_EXERCISE_.
Please count how many lines in the records below contain the string "black", with case mattering, and give only that number.

# start of DATASET EXCERPTS

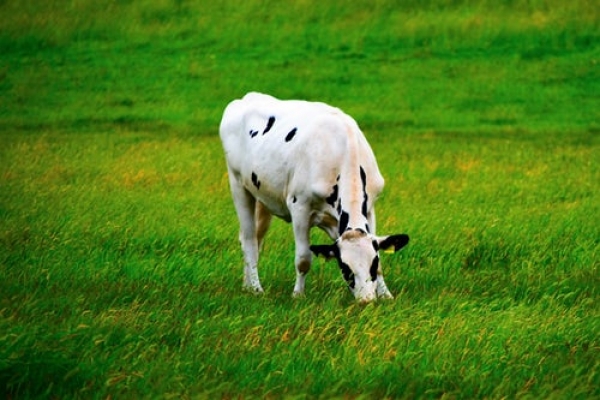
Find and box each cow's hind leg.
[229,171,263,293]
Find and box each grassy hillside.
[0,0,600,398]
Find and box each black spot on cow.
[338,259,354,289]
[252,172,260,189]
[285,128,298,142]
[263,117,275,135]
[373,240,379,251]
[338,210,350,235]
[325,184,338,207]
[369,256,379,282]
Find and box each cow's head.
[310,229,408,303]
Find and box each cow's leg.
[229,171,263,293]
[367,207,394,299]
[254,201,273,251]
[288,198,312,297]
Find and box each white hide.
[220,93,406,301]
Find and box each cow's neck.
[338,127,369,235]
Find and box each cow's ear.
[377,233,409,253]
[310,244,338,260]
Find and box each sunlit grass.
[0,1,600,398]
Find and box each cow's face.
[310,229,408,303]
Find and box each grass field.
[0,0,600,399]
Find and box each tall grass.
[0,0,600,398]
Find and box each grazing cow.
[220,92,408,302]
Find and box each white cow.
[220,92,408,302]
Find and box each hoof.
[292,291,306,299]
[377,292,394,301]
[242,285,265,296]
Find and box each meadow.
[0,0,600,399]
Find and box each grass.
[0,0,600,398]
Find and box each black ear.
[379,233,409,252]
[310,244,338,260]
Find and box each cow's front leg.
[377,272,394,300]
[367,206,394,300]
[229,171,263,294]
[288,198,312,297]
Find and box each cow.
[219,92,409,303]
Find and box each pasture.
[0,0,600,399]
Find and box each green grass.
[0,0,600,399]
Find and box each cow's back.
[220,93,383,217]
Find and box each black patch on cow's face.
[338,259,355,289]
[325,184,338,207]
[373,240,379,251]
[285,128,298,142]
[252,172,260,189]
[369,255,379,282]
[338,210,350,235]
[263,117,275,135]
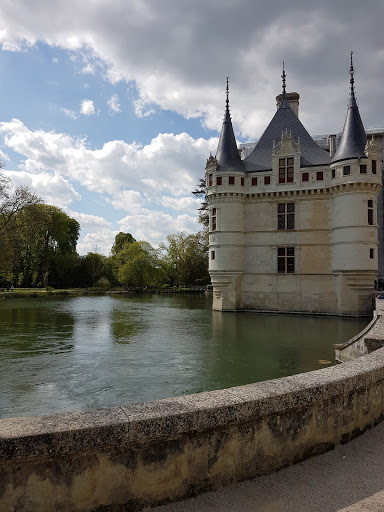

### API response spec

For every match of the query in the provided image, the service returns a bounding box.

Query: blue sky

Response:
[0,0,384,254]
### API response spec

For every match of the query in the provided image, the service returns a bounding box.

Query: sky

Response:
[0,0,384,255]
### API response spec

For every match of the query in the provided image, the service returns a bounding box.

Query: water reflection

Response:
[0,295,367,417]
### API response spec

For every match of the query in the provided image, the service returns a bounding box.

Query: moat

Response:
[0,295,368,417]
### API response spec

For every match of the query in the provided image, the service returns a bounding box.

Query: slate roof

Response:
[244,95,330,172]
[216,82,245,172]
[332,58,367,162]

# end of DATASET EXCERPTS
# start of DATASET EXCERPTS

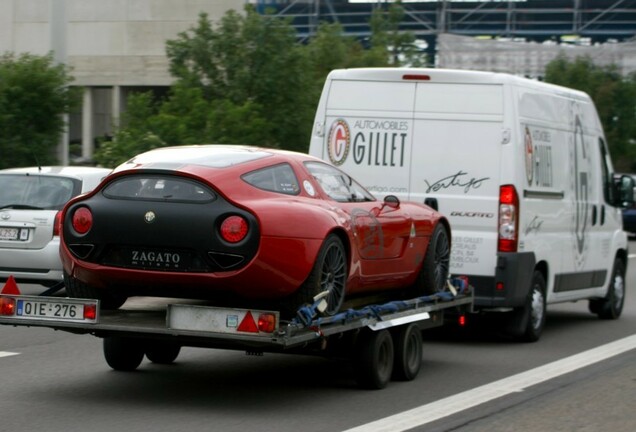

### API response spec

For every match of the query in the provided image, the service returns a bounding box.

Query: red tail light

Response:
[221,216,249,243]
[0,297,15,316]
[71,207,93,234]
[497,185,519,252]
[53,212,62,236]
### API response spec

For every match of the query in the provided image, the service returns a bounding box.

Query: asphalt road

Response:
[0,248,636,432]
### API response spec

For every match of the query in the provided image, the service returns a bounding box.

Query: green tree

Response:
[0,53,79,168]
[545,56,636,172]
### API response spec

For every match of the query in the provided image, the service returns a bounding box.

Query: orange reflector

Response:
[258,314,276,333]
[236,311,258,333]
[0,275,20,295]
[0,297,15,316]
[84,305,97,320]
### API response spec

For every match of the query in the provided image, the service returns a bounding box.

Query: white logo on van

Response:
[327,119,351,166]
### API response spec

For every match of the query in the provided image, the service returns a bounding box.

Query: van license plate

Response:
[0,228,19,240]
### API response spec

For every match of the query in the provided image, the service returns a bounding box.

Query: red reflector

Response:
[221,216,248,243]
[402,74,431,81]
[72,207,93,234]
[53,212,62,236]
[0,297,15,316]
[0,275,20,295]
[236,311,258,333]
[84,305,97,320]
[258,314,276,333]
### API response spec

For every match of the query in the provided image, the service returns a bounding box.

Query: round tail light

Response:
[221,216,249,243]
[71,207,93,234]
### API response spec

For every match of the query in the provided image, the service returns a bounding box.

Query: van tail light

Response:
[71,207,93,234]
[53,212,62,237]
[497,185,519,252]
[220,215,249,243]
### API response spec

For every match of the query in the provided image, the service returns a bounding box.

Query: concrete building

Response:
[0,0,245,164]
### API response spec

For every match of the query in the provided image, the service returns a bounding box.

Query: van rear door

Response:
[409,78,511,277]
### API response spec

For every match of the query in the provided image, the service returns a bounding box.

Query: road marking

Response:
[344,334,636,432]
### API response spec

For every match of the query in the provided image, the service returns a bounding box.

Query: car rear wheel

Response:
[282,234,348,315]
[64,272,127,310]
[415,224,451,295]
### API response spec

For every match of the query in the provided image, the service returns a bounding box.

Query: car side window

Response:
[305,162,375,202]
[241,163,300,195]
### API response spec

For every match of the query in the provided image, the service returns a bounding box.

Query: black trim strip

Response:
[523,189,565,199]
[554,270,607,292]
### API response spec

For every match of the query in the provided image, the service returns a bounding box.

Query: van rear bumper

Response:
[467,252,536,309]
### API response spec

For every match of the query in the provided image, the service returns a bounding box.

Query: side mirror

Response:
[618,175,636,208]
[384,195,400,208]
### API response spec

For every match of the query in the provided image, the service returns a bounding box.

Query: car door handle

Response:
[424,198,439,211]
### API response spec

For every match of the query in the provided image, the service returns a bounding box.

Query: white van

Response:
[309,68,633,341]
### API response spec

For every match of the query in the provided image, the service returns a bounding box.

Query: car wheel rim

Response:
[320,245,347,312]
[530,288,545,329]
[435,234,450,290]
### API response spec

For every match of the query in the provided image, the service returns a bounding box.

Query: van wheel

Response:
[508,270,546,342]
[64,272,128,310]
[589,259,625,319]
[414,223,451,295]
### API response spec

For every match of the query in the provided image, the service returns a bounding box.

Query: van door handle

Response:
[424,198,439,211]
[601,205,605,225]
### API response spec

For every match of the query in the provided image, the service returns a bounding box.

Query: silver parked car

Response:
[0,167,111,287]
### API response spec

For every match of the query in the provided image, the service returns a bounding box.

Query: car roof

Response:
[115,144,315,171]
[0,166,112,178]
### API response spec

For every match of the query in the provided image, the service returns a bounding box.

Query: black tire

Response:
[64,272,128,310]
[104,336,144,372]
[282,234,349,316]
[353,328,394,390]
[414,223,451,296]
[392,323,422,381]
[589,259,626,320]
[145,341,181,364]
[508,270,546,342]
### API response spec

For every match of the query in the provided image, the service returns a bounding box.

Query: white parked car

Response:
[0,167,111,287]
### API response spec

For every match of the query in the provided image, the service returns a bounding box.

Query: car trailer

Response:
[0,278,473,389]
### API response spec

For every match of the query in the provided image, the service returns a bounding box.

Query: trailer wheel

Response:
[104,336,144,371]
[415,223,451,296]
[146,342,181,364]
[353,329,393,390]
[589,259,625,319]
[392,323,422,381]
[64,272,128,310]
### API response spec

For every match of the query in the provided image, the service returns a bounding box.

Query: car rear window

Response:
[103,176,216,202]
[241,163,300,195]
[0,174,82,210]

# end of DATASET EXCERPTS

_EXERCISE RESULT_.
5